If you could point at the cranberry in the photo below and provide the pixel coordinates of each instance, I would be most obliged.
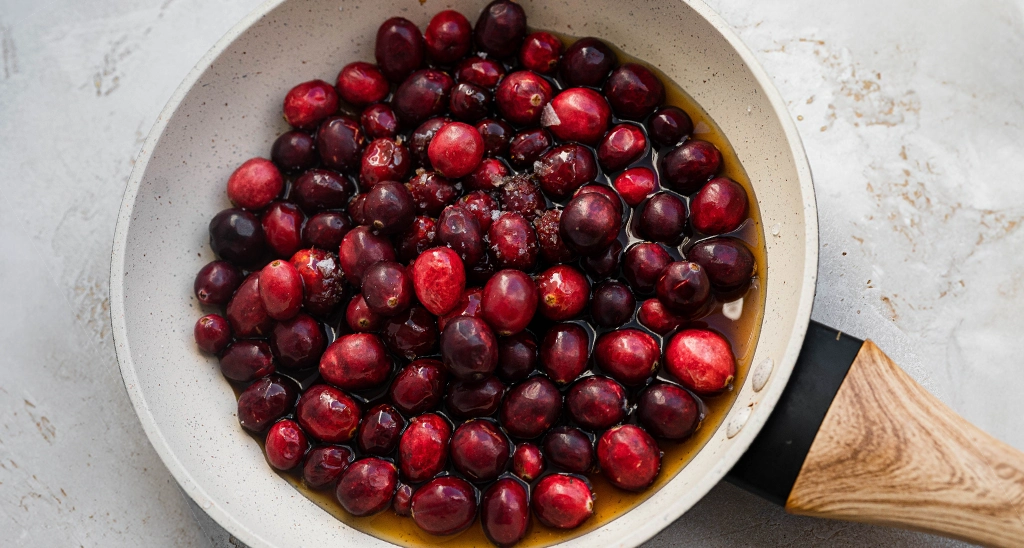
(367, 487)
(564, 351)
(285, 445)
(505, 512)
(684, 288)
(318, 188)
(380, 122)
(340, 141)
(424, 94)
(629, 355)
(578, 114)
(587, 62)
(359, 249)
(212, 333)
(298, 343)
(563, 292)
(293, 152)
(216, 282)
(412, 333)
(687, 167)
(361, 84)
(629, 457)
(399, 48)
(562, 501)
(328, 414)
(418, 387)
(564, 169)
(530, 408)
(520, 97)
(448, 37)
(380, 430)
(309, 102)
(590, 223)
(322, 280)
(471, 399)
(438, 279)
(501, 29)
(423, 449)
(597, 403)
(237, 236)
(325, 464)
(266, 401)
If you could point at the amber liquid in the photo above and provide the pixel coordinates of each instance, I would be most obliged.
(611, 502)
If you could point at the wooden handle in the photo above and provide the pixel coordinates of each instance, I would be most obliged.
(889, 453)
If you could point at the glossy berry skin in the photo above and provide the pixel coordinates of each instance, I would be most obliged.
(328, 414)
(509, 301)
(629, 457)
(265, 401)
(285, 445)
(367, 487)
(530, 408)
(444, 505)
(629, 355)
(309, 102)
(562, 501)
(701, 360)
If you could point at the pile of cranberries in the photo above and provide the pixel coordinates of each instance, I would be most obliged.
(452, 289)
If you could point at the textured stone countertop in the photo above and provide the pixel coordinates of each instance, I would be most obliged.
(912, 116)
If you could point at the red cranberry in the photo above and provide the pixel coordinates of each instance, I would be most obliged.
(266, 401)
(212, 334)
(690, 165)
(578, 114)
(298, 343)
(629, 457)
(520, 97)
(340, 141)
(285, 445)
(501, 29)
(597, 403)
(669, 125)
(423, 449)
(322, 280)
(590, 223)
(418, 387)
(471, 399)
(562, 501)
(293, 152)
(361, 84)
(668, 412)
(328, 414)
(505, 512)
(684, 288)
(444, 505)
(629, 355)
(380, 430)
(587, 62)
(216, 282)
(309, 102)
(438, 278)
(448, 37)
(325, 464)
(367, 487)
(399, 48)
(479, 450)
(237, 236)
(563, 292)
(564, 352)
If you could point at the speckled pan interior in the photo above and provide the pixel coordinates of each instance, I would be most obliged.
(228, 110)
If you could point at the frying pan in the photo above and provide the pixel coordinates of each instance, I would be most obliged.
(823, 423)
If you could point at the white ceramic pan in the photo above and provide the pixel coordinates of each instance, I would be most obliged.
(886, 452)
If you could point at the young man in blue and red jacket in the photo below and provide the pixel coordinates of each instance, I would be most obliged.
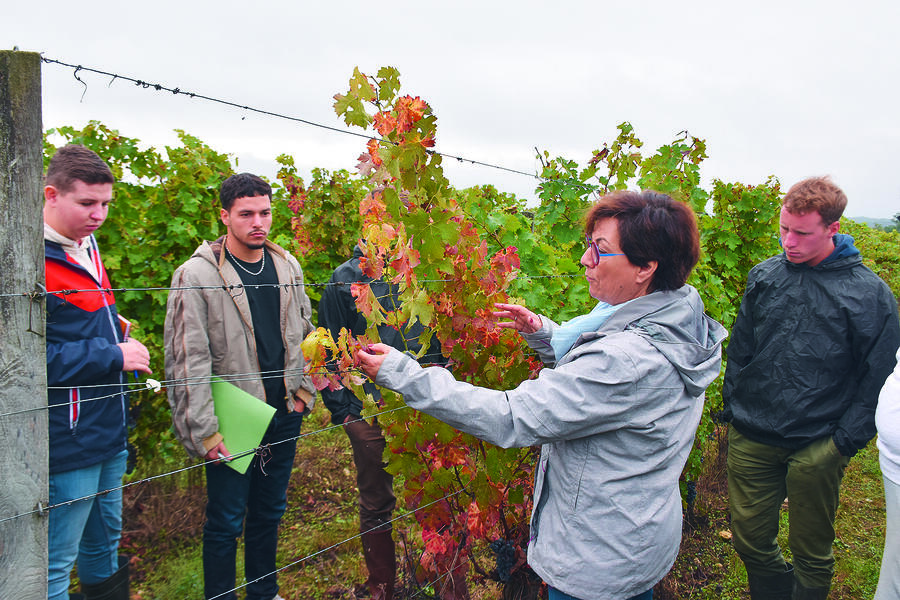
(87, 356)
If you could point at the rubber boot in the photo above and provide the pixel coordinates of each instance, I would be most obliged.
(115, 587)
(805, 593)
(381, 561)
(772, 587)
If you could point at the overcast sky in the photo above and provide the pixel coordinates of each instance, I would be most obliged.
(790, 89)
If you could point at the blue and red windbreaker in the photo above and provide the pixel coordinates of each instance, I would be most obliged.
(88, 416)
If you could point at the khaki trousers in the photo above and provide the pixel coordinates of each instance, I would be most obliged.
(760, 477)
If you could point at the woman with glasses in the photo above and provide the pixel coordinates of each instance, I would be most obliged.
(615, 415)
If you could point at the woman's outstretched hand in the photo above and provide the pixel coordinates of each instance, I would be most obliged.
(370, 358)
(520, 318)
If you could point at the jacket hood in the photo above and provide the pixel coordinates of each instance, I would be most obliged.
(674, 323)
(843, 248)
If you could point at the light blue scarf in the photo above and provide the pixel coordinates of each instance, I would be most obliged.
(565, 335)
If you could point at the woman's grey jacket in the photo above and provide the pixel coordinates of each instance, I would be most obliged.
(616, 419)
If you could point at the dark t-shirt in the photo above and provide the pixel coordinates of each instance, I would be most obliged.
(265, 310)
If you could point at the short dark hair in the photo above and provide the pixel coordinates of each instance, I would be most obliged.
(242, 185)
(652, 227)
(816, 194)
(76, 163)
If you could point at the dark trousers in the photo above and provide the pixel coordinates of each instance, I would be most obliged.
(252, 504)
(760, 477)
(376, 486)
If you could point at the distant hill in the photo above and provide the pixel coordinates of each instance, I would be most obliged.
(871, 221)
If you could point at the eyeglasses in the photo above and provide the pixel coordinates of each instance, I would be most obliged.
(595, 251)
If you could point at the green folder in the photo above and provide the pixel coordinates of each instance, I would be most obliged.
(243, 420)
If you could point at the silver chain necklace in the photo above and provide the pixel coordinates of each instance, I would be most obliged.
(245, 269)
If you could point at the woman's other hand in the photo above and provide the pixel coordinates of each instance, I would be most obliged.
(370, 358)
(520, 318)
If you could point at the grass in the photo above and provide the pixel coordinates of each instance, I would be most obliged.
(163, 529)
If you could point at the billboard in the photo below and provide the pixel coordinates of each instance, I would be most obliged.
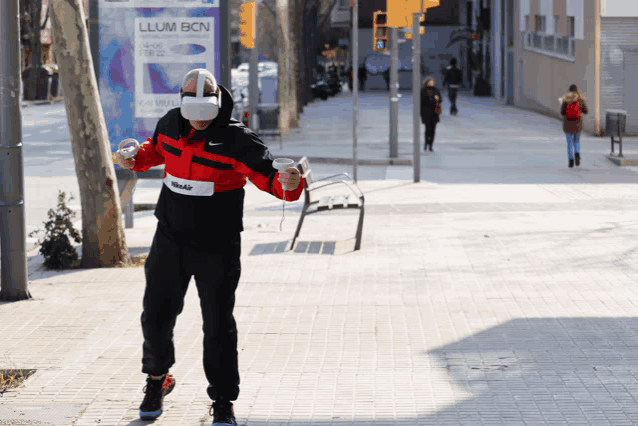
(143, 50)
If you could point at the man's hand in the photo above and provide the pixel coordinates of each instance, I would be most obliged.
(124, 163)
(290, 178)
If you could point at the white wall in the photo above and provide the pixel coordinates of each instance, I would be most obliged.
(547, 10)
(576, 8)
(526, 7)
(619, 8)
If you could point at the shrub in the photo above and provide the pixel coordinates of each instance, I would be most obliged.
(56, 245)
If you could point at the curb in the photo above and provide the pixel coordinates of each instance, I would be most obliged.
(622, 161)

# WHAT THE TASK REQUIRES
Convert all of the items above into a two-column CSV with the headers "instruction" and "response", one row per item, each field enclosed in double quotes and any line breaks replaced by spaces. Omit the pictures.

# FINISHED EXERCISE
instruction,response
"If you could point at the cranberry in the photo below and provide the pixel coordinates of each instance, I would be most obliged.","(367, 487) (564, 351) (285, 445) (505, 512) (684, 288) (318, 188) (380, 122) (340, 141) (424, 94) (629, 355) (578, 114) (587, 62) (359, 249) (212, 333) (298, 343) (563, 292) (293, 152) (216, 282) (412, 333) (687, 167) (361, 84) (629, 457) (399, 48) (562, 501) (328, 414) (418, 387) (564, 169) (530, 408) (520, 97) (448, 37) (380, 430) (309, 102) (590, 223) (322, 280) (471, 399) (438, 279) (501, 29) (423, 449) (597, 403) (237, 236) (325, 464) (266, 401)"
"If you could point at the amber liquid in the photo above and provide the pixel coordinates of each instance, I would be most obliged.","(611, 502)"
"If you could point at the wooden handle in the photo above and provide the pixel coordinates of each instance, I would be most obliged.","(889, 453)"
"If you could point at the glossy berry skin in the photo above and provide the pixel coordinates of each instance, I would be most obliged.","(328, 414) (509, 301) (629, 457) (265, 401) (285, 445) (367, 487) (530, 408) (444, 505) (629, 355) (309, 102) (562, 501) (701, 360)"
"If you could point at the pile of cranberries in the photo above and provide the pixel coordinates of each instance, I would be most obliged.","(452, 289)"
"If you could point at the textured stone countertop in the photo above and provide the pixel coordinates of each instance, I would be most obliged.","(912, 116)"
"If you could point at the red cranberry in the photo above and provide the pixel coordinates of each instance, I would be most obliged.","(266, 401) (212, 334) (690, 165) (578, 114) (298, 343) (629, 457) (520, 97) (340, 141) (285, 445) (501, 29) (597, 403) (669, 125) (423, 449) (322, 280) (590, 223) (418, 387) (471, 399) (562, 501) (293, 152) (361, 84) (668, 412) (328, 414) (505, 512) (684, 288) (444, 505) (629, 355) (380, 430) (587, 62) (216, 282) (309, 102) (438, 278) (448, 37) (325, 464) (367, 487) (399, 48) (479, 450) (237, 236) (563, 292) (564, 352)"
"If you could point at the speckled pan interior in the photo above and provide the pixel coordinates of each instance, I would be most obliged.","(228, 110)"
"If you could point at the frying pan in the photo above and provide the pixel coordinates of each instance, I would be most obliged.","(823, 423)"
"If you could point at the white ceramic pan in the photo above and provide the pixel coordinates of each instance, I would be most obliged.","(886, 452)"
"If you could point at the young man in blue and red jacket in the photo below and provide the pixel coordinates of each instance, I would be most obliged.","(87, 356)"
"If you could point at the rubber boot in the photo above and provide the pixel coordinates of each instance, I would be most obliged.","(115, 587) (805, 593) (381, 561) (772, 587)"
"If you could point at the overcast sky in the photo above and provide the pixel coordinates of each instance, I would be most obliged.","(790, 89)"
"If you could point at the blue and red windbreaker in the photo above and provide the pixel coordinates of each instance, I would be most obliged.","(88, 416)"
"If you could point at the khaki trousers in the photo above and provide the pixel coordinates of each instance, I would be most obliged.","(760, 477)"
"If you could point at the woman with glasses in the photo above and provide the pixel coordinates of each instance, I would be most obliged.","(615, 415)"
"If you could point at the woman's outstretched hand in the photo above and provide the pixel coordinates of each instance, I would be most obliged.","(370, 358) (520, 318)"
"If you could point at the jacket hood in the photo above and provide the pixel coordinates of each instance, I would be most obliged.","(674, 323) (843, 248)"
"If you could point at the light blue scarf in the photo above and provide the pixel coordinates of each instance, I would be most obliged.","(565, 335)"
"If you could point at the woman's grey jacket in the photo above and provide the pixel coordinates of each instance, I would be most obliged.","(616, 419)"
"If you could point at the dark t-shirt in the photo above and provide the pixel coordinates of each instance, I would be most obliged.","(265, 310)"
"If you could point at the short dark hair in the photo above and provide the pixel coordinates of each instance, I would be most obliged.","(242, 185) (652, 227) (816, 194) (76, 163)"
"If you could point at the dark trousers in the photo above and provide the pixel coordinates of each instance, I would be most obliged.","(252, 504) (760, 477) (376, 486)"
"If you could point at the distant hill in the photo above and provide the pixel coordinates of each instance, I would be most obliged.","(871, 221)"
"If you could point at the eyeglasses in the photo above and provide the pixel coordinates of each instance, I would be most obliged.","(595, 251)"
"If you could point at the green folder in the photo above and provide the pixel coordinates of each instance, I would be most obliged.","(243, 420)"
"If you could point at the silver chain necklace in the photo above and provide the pixel coordinates of each instance, I would be most obliged.","(245, 269)"
"If you could point at the woman's other hand in the photo above and provide the pixel coordinates of each instance, I would be most obliged.","(370, 358) (520, 318)"
"If you could point at the grass in the photo above and provide the pixel coordinates of each instance, I would be most obliged.","(163, 529)"
"If you could point at the billboard in the photo below and provide the pixel coordinates of each instance, I would be most obliged.","(143, 50)"
"If you could point at the man's hand in the photo above and provide the pixel coordinates of each instance, I would be most obliged.","(124, 163) (290, 178)"
"If you could point at the white wall in the photo above and provide the pixel coordinates of each instance, I would be most obliged.","(547, 10) (576, 8) (526, 7) (619, 8)"
"If you could point at the shrub in the photo above and provide the pixel coordinates of each instance, I would be most obliged.","(56, 245)"
"If you could point at the curb in the photo above and provide the pixel coordinates of each instance, I would be most obliged.","(622, 161)"